WRITTEN EXERCISE:
In the determinants problem, rewrite the portion between "Determinants Question 7" and "Answer: (4)", inclusive, replacing "real" with "complex".

PASSAGE TO READ:
Determinants Question 7
Question 7 - 01 February - Shift 1
Let $S$ denote the set of all real values of $\lambda$ such that the system of equations
$\lambda x+y+z=1$
$x+\lambda y+z=1$
$x+y+\lambda z=1$
is inconsistent, then $\sum _{\lambda \in S}(|\lambda|^{2}+|\lambda|)$ is equal to
(1) 2
(2) 12
(3) 4
(4) 6
Show Answer
Answer: (4)
Solution:
Formula: System of equations with 3 variables, consistency of solutions: inconsistent system
$ \begin{vmatrix} \lambda & 1 & 1 \\ 1 & \lambda & 1 \\ 1 & 1 & \lambda\end{vmatrix} =0$
$(\lambda+2) \begin{vmatrix} 1 & 1 & 1 \\ 1 & \lambda & 1 \\ 1 & 1 & \lambda\end{vmatrix} =0$
$(\lambda+2)[1(\lambda^{2}-1)-1(\lambda-1)+(1-\lambda)]=0$
$(\lambda+2)[(\lambda^{2}-2 \lambda+1)=0.$
$(\lambda+2)(\lambda-1)^{2}=0 \Rightarrow \lambda=-2, \lambda=1$
at $\lambda=1$ system has infinite solution, for inconsistent $\lambda=-2$
So $\sum _{\lambda \in S}(|\lambda|^{2}+|\lambda|)=6$

MATERIAL PROVIDED:
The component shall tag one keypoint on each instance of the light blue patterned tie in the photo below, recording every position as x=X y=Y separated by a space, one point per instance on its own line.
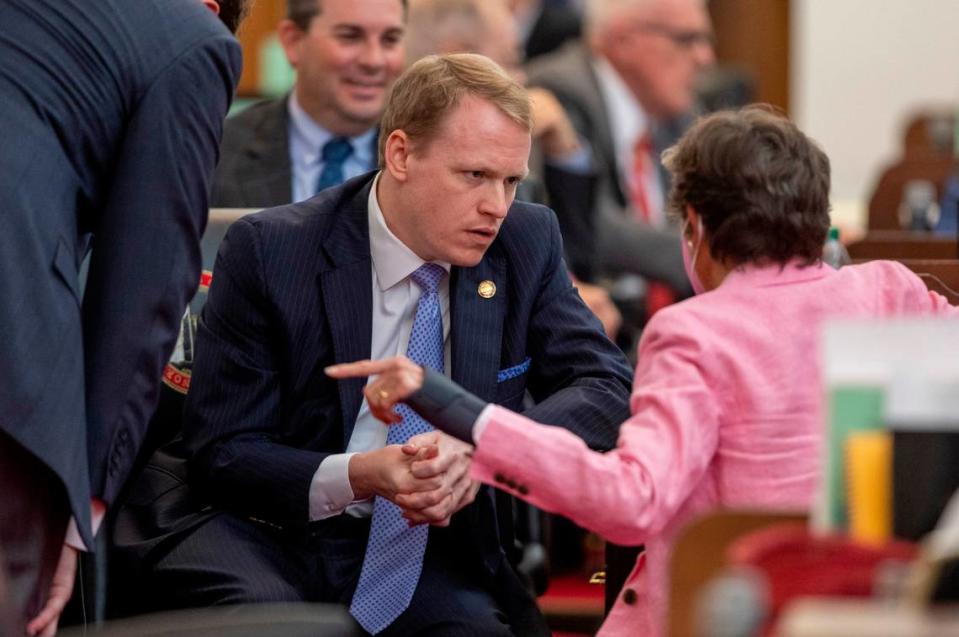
x=394 y=553
x=334 y=154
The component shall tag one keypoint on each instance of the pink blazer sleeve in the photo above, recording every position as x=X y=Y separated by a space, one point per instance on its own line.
x=633 y=491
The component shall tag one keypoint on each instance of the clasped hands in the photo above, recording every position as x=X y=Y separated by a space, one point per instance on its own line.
x=428 y=477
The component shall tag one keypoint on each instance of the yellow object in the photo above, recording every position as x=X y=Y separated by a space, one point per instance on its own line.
x=869 y=478
x=486 y=289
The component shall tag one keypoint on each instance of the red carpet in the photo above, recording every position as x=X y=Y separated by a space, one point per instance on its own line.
x=573 y=607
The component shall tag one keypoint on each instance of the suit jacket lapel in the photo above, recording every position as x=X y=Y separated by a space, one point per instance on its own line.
x=348 y=297
x=476 y=324
x=270 y=176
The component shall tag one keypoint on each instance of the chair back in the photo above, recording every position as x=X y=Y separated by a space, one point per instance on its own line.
x=887 y=197
x=255 y=620
x=700 y=553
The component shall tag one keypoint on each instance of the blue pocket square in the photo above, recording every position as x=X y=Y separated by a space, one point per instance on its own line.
x=514 y=371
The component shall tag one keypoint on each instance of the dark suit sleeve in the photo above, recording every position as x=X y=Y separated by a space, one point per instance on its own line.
x=145 y=263
x=580 y=380
x=234 y=415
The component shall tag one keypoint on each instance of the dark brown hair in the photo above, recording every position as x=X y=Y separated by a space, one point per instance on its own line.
x=760 y=185
x=302 y=12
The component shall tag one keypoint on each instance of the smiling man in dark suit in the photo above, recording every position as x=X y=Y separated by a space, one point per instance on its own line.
x=347 y=55
x=312 y=498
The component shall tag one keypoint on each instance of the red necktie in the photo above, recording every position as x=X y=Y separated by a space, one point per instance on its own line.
x=658 y=295
x=638 y=192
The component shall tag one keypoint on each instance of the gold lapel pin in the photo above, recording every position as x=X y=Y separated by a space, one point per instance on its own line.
x=486 y=289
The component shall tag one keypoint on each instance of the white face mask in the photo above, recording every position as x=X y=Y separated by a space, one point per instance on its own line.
x=689 y=262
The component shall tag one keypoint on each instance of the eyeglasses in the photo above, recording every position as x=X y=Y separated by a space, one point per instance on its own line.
x=683 y=38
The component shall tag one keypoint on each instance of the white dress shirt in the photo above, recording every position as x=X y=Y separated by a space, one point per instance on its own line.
x=628 y=122
x=306 y=145
x=395 y=296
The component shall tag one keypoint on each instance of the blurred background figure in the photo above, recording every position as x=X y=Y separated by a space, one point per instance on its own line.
x=347 y=55
x=629 y=88
x=545 y=25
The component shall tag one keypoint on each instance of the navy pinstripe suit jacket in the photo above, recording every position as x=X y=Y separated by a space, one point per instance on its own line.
x=292 y=294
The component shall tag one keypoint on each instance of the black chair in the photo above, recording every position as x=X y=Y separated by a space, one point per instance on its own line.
x=260 y=620
x=88 y=605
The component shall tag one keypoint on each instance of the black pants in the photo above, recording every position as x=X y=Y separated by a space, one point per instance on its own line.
x=230 y=560
x=33 y=517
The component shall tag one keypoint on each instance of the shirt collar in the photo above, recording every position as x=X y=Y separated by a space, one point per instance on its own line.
x=307 y=137
x=626 y=114
x=393 y=261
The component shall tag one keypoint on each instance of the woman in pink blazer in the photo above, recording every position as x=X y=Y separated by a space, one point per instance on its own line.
x=726 y=400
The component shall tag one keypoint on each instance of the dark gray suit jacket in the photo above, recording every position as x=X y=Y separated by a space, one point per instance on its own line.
x=623 y=245
x=112 y=112
x=254 y=169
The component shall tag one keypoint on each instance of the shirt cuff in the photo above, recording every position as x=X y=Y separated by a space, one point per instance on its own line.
x=330 y=490
x=481 y=421
x=98 y=509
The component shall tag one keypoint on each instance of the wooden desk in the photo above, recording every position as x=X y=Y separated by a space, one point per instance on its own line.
x=832 y=617
x=898 y=244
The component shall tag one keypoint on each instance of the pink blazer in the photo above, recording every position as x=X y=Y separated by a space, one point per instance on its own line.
x=726 y=413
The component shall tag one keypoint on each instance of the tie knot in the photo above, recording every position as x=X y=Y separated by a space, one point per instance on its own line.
x=643 y=144
x=336 y=150
x=428 y=277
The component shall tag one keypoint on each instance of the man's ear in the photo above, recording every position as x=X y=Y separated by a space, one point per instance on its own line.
x=290 y=35
x=694 y=223
x=396 y=154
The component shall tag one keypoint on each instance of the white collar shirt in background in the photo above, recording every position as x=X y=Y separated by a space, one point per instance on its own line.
x=627 y=123
x=306 y=144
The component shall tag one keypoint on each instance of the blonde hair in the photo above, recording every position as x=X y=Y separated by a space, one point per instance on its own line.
x=433 y=86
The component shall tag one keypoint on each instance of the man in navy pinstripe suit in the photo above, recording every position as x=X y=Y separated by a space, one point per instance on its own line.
x=291 y=460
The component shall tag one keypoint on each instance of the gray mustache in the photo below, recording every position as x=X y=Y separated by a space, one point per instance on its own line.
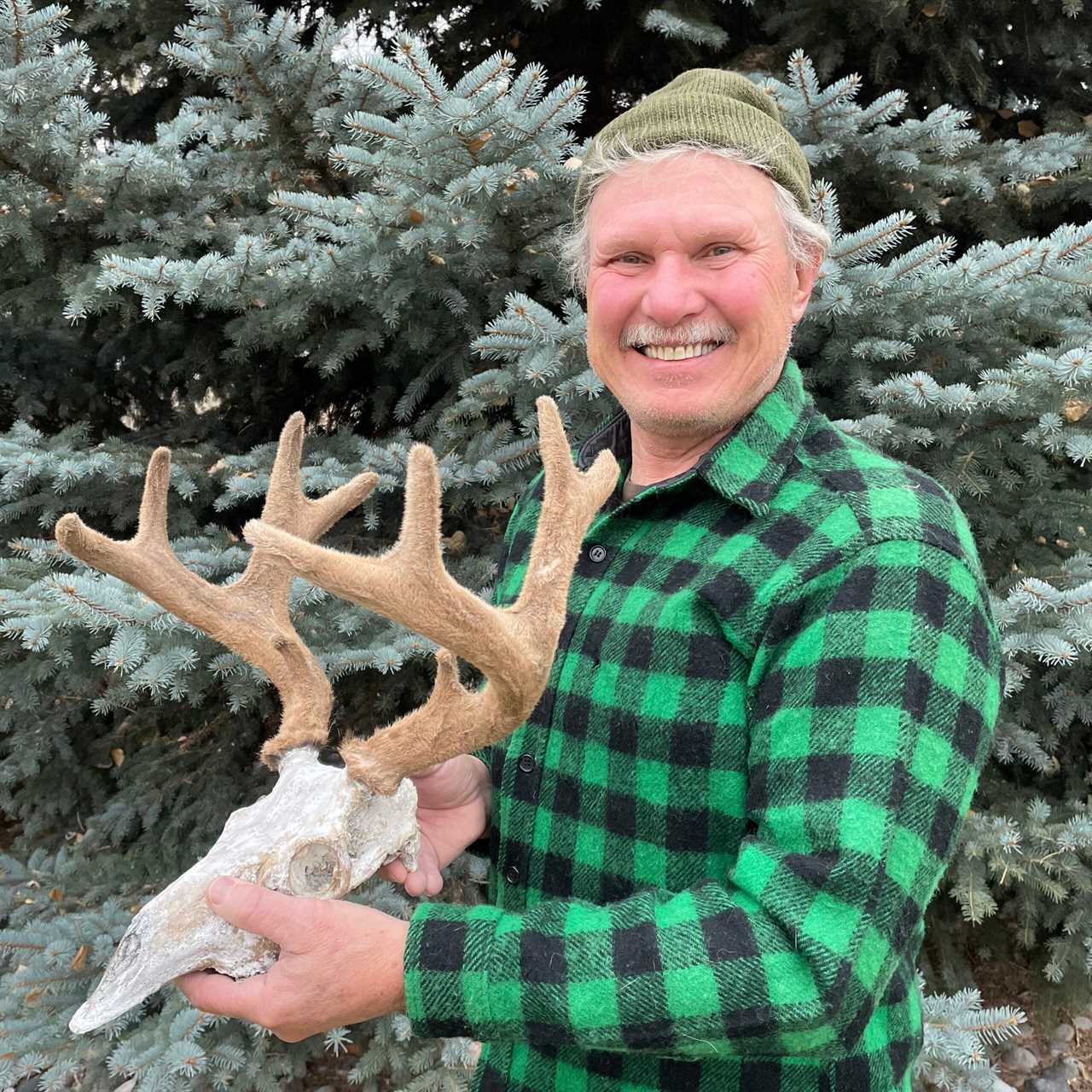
x=694 y=334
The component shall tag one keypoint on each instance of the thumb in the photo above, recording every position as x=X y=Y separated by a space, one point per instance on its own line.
x=256 y=909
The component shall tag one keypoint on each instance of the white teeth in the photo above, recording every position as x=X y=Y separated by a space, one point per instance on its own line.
x=678 y=351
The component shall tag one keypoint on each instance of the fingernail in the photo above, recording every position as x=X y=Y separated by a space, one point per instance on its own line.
x=219 y=888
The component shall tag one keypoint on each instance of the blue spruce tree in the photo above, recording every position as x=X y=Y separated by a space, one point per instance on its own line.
x=371 y=235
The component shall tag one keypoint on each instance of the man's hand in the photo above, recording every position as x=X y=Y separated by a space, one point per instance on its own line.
x=340 y=963
x=453 y=802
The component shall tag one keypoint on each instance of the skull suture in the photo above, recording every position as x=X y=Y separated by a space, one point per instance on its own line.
x=317 y=834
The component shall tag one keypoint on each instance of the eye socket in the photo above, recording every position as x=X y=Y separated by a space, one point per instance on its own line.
x=316 y=869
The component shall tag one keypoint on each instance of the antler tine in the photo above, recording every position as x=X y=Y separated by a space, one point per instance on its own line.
x=252 y=615
x=514 y=648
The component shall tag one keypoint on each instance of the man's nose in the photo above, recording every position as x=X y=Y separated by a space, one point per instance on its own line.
x=671 y=292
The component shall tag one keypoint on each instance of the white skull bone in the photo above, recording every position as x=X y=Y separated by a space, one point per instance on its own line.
x=317 y=834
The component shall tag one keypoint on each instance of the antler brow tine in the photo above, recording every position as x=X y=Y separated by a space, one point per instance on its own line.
x=514 y=648
x=252 y=615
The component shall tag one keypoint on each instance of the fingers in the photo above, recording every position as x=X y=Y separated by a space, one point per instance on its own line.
x=425 y=880
x=224 y=996
x=281 y=917
x=396 y=872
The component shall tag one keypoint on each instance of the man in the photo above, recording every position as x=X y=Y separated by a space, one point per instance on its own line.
x=714 y=839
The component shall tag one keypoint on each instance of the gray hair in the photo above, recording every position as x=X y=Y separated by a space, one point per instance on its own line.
x=806 y=239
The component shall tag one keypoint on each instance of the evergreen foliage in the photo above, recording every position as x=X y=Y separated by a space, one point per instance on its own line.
x=369 y=237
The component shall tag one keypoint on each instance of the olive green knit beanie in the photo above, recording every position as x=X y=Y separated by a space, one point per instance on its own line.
x=717 y=107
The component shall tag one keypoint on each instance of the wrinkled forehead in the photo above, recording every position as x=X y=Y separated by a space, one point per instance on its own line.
x=686 y=189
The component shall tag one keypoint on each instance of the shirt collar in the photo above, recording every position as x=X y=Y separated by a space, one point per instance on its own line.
x=746 y=467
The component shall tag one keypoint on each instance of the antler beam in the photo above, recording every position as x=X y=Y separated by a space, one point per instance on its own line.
x=252 y=615
x=514 y=648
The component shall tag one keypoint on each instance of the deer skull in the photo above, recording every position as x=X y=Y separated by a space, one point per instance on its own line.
x=327 y=828
x=317 y=834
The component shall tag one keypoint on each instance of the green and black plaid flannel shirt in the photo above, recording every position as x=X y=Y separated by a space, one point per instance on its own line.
x=714 y=839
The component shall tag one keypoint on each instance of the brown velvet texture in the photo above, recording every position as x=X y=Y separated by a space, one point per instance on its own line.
x=514 y=648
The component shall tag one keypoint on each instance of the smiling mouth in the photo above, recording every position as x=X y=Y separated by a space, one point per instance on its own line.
x=677 y=351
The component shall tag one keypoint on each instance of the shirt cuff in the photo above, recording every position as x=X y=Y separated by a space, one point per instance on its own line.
x=447 y=961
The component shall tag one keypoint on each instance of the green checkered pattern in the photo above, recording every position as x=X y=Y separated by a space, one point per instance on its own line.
x=714 y=839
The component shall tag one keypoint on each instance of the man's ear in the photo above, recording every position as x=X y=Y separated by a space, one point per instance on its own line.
x=804 y=277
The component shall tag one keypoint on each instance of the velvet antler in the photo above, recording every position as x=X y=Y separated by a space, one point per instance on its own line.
x=514 y=648
x=252 y=615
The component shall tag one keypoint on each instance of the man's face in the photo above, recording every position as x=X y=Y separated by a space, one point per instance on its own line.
x=690 y=253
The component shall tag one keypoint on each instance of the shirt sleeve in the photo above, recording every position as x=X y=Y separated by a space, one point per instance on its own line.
x=873 y=698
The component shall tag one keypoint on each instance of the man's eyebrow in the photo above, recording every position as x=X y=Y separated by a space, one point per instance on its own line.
x=635 y=238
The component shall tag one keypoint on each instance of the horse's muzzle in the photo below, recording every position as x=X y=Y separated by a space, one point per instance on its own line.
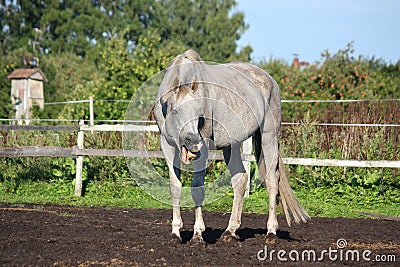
x=187 y=155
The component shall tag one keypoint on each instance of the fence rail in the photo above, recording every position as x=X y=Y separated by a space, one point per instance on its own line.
x=74 y=152
x=78 y=151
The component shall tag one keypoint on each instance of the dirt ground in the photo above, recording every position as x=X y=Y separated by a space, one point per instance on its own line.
x=47 y=235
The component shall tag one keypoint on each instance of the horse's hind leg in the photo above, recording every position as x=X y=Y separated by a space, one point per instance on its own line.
x=198 y=193
x=270 y=157
x=239 y=182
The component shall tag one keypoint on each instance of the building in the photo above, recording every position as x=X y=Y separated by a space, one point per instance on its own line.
x=26 y=89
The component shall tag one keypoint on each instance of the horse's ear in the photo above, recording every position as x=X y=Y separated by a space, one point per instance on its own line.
x=195 y=85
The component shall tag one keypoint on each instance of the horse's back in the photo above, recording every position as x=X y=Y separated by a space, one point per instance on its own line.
x=265 y=83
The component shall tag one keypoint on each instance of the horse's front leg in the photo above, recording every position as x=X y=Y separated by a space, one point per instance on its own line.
x=198 y=192
x=239 y=182
x=175 y=186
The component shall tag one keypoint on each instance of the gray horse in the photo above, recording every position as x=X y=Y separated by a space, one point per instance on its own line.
x=199 y=105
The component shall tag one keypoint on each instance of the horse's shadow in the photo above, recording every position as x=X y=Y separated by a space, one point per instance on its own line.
x=211 y=236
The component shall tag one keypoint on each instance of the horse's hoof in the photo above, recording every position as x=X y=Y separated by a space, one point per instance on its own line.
x=271 y=239
x=229 y=237
x=176 y=238
x=197 y=239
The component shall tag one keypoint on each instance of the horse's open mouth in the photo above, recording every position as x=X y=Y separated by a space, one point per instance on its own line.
x=187 y=156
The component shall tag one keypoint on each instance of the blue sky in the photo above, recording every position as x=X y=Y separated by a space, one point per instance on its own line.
x=279 y=28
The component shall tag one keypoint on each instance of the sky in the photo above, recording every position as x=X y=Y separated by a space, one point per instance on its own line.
x=281 y=28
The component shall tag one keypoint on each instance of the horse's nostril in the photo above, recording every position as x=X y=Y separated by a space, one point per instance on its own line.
x=188 y=141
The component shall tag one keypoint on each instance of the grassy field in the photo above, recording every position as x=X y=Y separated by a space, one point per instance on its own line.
x=319 y=202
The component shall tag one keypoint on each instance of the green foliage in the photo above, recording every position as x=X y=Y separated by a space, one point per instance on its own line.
x=123 y=72
x=78 y=27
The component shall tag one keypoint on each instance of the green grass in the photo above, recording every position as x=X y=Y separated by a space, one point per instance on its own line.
x=321 y=202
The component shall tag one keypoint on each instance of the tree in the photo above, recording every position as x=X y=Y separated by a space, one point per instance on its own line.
x=123 y=72
x=207 y=26
x=54 y=26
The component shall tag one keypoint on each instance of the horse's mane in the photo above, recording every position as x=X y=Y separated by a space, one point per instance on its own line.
x=173 y=74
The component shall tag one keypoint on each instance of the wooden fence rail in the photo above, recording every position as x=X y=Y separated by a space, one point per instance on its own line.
x=78 y=151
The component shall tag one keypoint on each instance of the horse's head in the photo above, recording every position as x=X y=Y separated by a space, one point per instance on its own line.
x=182 y=108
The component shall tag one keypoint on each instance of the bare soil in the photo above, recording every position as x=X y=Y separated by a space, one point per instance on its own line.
x=48 y=235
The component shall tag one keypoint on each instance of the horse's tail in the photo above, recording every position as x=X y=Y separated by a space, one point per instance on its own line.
x=288 y=201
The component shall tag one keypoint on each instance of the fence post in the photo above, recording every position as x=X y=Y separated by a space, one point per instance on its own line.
x=91 y=112
x=247 y=147
x=79 y=162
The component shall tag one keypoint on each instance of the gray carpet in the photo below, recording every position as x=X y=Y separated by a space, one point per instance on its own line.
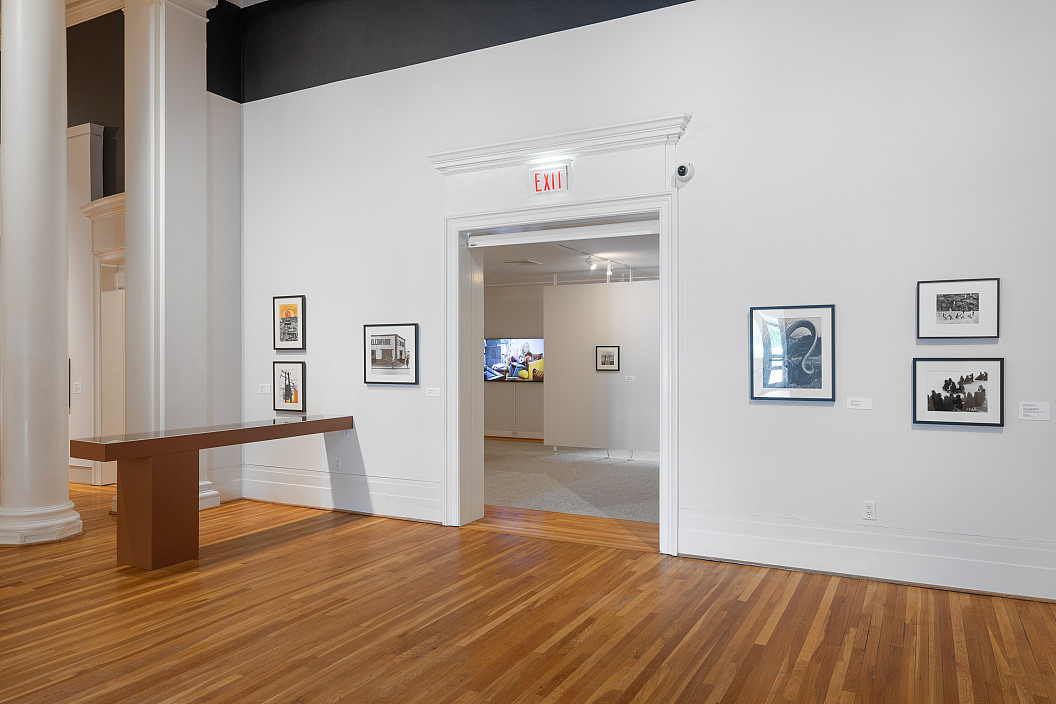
x=579 y=480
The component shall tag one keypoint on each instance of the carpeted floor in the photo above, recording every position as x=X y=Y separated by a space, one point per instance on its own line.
x=579 y=480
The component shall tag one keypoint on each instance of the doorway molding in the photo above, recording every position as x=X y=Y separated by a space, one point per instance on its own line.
x=464 y=298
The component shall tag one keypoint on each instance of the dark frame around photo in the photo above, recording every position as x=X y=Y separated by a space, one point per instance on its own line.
x=607 y=358
x=967 y=391
x=391 y=354
x=287 y=322
x=792 y=353
x=287 y=389
x=958 y=308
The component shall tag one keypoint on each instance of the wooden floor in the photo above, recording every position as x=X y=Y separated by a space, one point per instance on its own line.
x=300 y=606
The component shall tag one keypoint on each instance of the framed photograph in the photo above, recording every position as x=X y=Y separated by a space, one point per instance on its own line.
x=287 y=322
x=288 y=385
x=958 y=308
x=391 y=354
x=607 y=358
x=792 y=353
x=959 y=392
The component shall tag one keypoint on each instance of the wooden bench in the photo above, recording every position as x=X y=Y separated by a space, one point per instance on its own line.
x=157 y=480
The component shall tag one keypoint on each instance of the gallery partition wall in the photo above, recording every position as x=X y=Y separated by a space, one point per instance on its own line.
x=616 y=173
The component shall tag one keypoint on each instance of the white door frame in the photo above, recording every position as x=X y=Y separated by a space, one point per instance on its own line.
x=464 y=422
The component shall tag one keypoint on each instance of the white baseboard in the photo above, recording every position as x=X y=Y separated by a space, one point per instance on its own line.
x=1001 y=566
x=399 y=498
x=80 y=475
x=227 y=481
x=512 y=434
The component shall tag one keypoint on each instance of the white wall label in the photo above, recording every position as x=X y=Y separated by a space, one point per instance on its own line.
x=548 y=179
x=1034 y=411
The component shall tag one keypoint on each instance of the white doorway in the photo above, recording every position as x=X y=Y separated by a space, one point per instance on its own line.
x=594 y=283
x=465 y=329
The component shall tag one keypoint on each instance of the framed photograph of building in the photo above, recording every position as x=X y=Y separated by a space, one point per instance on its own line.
x=607 y=358
x=959 y=392
x=391 y=354
x=287 y=322
x=792 y=353
x=958 y=308
x=288 y=386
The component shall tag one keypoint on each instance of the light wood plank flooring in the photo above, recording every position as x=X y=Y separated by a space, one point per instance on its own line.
x=300 y=606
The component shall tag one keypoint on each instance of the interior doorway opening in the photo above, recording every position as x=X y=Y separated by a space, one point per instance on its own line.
x=599 y=469
x=574 y=232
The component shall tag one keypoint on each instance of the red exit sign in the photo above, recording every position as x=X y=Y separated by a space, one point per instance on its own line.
x=548 y=179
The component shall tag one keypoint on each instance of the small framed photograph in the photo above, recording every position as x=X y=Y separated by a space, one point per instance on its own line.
x=792 y=353
x=391 y=354
x=607 y=358
x=288 y=386
x=959 y=392
x=958 y=308
x=287 y=322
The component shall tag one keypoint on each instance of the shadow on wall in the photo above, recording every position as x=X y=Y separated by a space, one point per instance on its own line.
x=349 y=484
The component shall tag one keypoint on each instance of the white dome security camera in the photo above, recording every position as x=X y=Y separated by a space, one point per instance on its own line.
x=683 y=173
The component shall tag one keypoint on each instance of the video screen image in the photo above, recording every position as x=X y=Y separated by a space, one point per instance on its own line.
x=513 y=359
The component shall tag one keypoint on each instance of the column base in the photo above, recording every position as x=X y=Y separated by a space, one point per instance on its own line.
x=39 y=525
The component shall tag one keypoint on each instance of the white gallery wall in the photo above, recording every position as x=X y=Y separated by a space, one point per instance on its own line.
x=843 y=152
x=590 y=408
x=513 y=410
x=223 y=465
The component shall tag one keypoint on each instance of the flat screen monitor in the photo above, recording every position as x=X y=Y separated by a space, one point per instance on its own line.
x=513 y=359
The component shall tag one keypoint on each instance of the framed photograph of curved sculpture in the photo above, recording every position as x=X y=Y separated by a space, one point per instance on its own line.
x=792 y=353
x=958 y=308
x=959 y=392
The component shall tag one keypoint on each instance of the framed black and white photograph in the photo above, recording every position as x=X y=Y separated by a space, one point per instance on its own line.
x=958 y=308
x=607 y=358
x=287 y=322
x=391 y=354
x=792 y=353
x=288 y=386
x=959 y=392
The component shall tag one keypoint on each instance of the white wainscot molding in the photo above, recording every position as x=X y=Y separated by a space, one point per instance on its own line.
x=1001 y=566
x=381 y=496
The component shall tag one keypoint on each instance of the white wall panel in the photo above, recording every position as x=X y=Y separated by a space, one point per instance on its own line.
x=589 y=408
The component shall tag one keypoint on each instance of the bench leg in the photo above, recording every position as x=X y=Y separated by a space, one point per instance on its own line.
x=158 y=506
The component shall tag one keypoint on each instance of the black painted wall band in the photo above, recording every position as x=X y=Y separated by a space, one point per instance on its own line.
x=288 y=45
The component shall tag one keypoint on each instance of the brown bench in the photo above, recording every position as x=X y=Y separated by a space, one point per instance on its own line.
x=157 y=480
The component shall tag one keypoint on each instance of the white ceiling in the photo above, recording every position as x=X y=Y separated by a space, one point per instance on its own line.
x=509 y=265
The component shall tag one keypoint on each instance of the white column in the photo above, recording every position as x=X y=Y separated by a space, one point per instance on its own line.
x=167 y=343
x=35 y=502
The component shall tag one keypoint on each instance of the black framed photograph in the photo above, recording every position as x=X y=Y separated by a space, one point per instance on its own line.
x=287 y=322
x=792 y=353
x=391 y=354
x=959 y=392
x=958 y=308
x=288 y=385
x=607 y=358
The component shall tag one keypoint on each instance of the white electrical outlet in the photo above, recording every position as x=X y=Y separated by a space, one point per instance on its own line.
x=868 y=511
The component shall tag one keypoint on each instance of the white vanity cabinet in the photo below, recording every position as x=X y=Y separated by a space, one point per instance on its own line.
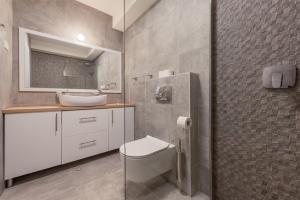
x=32 y=142
x=117 y=126
x=84 y=133
x=39 y=140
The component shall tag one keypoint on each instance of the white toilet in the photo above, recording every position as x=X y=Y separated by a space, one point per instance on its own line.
x=147 y=158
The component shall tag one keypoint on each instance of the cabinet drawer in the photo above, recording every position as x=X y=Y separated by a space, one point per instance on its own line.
x=84 y=121
x=82 y=146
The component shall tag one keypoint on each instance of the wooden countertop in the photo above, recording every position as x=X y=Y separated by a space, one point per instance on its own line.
x=31 y=109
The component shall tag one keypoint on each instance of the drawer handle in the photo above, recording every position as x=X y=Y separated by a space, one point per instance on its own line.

THE OUTPUT:
Determinants Question 7
Question 7 - 01 February - Shift 1
Let $S$ denote the set of all complex values of $\lambda$ such that the system of equations
$\lambda x+y+z=1$
$x+\lambda y+z=1$
$x+y+\lambda z=1$
is inconsistent, then $\sum _{\lambda \in S}(|\lambda|^{2}+|\lambda|)$ is equal to
(1) 2
(2) 12
(3) 4
(4) 6
Show Answer
Answer: (4)